What you will do >>
Repeat every line of the data below word for word.

--- Start Listing ---

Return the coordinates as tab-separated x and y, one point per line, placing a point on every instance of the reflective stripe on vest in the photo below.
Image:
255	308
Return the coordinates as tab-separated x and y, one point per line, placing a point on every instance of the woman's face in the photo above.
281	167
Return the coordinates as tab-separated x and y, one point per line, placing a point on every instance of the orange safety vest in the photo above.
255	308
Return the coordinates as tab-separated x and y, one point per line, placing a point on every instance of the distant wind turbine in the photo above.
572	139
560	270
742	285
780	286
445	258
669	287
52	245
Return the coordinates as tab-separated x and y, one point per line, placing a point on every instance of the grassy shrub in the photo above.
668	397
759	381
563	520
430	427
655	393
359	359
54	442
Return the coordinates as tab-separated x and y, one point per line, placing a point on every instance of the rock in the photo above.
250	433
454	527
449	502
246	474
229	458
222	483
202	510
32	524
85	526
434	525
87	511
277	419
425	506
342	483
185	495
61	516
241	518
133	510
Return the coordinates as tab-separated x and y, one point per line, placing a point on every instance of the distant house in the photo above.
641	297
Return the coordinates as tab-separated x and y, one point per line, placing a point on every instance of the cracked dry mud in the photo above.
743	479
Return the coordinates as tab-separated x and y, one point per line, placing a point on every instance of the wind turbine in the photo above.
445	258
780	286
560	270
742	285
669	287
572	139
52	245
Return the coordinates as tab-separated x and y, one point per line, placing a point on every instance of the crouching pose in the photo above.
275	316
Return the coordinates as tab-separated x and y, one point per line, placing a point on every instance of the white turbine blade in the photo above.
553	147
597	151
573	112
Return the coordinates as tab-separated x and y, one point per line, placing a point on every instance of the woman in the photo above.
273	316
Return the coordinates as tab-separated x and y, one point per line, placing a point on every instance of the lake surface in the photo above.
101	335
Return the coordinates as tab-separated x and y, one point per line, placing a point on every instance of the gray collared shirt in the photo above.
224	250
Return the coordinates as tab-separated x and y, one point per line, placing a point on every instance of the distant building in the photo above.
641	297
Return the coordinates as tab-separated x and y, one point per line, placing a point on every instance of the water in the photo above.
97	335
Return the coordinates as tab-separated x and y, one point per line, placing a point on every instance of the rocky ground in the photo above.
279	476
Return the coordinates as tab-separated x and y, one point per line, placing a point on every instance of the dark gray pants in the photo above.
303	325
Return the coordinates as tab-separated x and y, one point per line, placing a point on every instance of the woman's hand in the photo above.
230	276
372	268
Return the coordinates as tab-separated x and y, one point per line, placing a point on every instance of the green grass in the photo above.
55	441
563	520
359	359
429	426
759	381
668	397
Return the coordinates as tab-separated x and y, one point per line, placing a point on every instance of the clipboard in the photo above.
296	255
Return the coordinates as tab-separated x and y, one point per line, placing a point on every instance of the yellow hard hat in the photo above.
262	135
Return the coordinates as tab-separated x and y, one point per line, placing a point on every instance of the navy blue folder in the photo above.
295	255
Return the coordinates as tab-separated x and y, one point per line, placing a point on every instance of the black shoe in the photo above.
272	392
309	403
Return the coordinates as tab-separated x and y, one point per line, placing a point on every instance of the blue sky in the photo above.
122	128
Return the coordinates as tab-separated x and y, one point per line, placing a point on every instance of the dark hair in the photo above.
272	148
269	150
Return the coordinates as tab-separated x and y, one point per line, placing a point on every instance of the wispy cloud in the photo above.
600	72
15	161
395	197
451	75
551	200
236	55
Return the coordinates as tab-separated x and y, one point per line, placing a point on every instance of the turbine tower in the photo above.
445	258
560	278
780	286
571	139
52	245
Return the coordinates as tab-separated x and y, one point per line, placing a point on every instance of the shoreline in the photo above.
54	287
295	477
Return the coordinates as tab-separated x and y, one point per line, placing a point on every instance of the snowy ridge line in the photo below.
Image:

--- End Listing ---

Exercise solution >>
Return the coordinates as tab-separated x and y, one point per line, placing a point on every instance of the reflective stripe on vest in the photo below.
Image:
255	308
Return the coordinates as tab-separated x and y, one point per line, placing a point on every instance of the woman's face in the photo above.
281	167
Return the coordinates as tab-separated x and y, one point per line, placing a point on every instance of the orange safety vest in the photo above.
255	308
Return the coordinates as tab-separated x and y, one point per line, placing a point on every instance of the distant wind turbine in the photo above.
572	139
560	270
742	285
780	286
445	258
669	287
52	245
Return the coordinates as tab-separated x and y, one point per line, placing a point on every instance of the grassy shrub in the photo above.
668	397
759	381
563	520
430	427
655	393
359	359
54	442
Return the coordinates as tab-separated x and y, one point per line, placing a point on every instance of the rock in the photo above.
250	433
454	527
449	502
246	474
229	458
222	483
202	510
32	524
85	526
434	525
87	511
277	419
425	506
342	483
185	495
61	516
241	518
133	510
Return the coordinates as tab-separated x and y, one point per line, placing a point on every instance of the distant house in the photo above.
641	297
Return the coordinates as tab-separated x and y, one point per line, placing a point on every instance of the cracked dry mud in the photo above.
743	479
Return the coordinates as tab-separated x and y, one point per line, placing a point on every instance of the wind turbine in the photo above.
445	258
780	286
560	270
742	285
669	287
572	139
52	245
Return the coordinates as tab-separated x and y, one point per line, placing a point on every instance of the crouching pose in the photo above.
275	316
Return the coordinates as tab-separated x and y, one point per line, placing a point on every instance of the white turbine blade in the photo above.
553	147
597	151
573	112
Return the coordinates as tab-separated x and y, one point per line, placing a point on every instance of the woman in the photo above.
273	316
Return the coordinates as tab-separated x and y, one point per line, placing a point on every instance of the lake surface in the photo above.
101	335
Return the coordinates as tab-separated x and y, one point per line, placing a point on every instance of the gray collared shirt in the photo above.
224	250
Return the coordinates as tab-separated x and y, one point per line, placing a point on every instance of the distant building in the photo above.
641	297
Return the coordinates as tab-separated x and y, one point per line, placing a point on every instance of the water in the photo above.
97	335
Return the coordinates as tab-separated x and y, one point per line, placing a point on every instance of the rocky ground in the photo above.
279	476
Return the coordinates as tab-separated x and y, one point per line, placing a point on every instance of the dark gray pants in the photo above.
303	325
Return the coordinates as tab-separated x and y, one point per line, placing a point on every instance of the woman's hand in the photo above.
230	276
372	268
Return the coordinates as tab-separated x and y, one point per line, placing a point on every instance of the green grass in the photo above.
55	441
563	520
359	359
429	426
759	381
668	397
Return the coordinates as tab-separated x and y, one point per line, placing a point on every instance of the clipboard in the photo above.
296	255
Return the coordinates as tab-separated x and y, one point per line, placing a point on every instance of the yellow hard hat in the photo above.
262	135
Return the coordinates as tab-separated x and y, one point per line, placing a point on every instance of the navy blue folder in the photo above.
295	255
Return the coordinates as tab-separated x and y, one point per line, placing a point on every instance of the black shoe in the photo above.
272	392
309	403
Return the coordinates as tab-separated x and y, one point per line, placing a point on every instance of the blue sky in the photo above.
122	128
Return the coordinates as tab-separated x and y, one point per line, placing a point on every instance of the dark hair in the photo above.
272	148
269	150
Return the coordinates as tab-separated x and y, one point per line, placing a point on every instance of the wispy cloud in the photo above.
600	72
15	161
395	197
451	75
551	200
236	55
Return the coordinates as tab-separated x and y, one point per line, placing a point on every instance of the turbine tower in the photo above.
445	258
560	278
780	286
571	139
52	245
Return the coordinates as tab-separated x and y, one point per line, placing a point on every instance of the shoreline in the photo above.
54	287
295	477
Return the coordinates as tab-separated x and y, one point per line, placing a point on every instance of the snowy ridge line in the photo below.
Image:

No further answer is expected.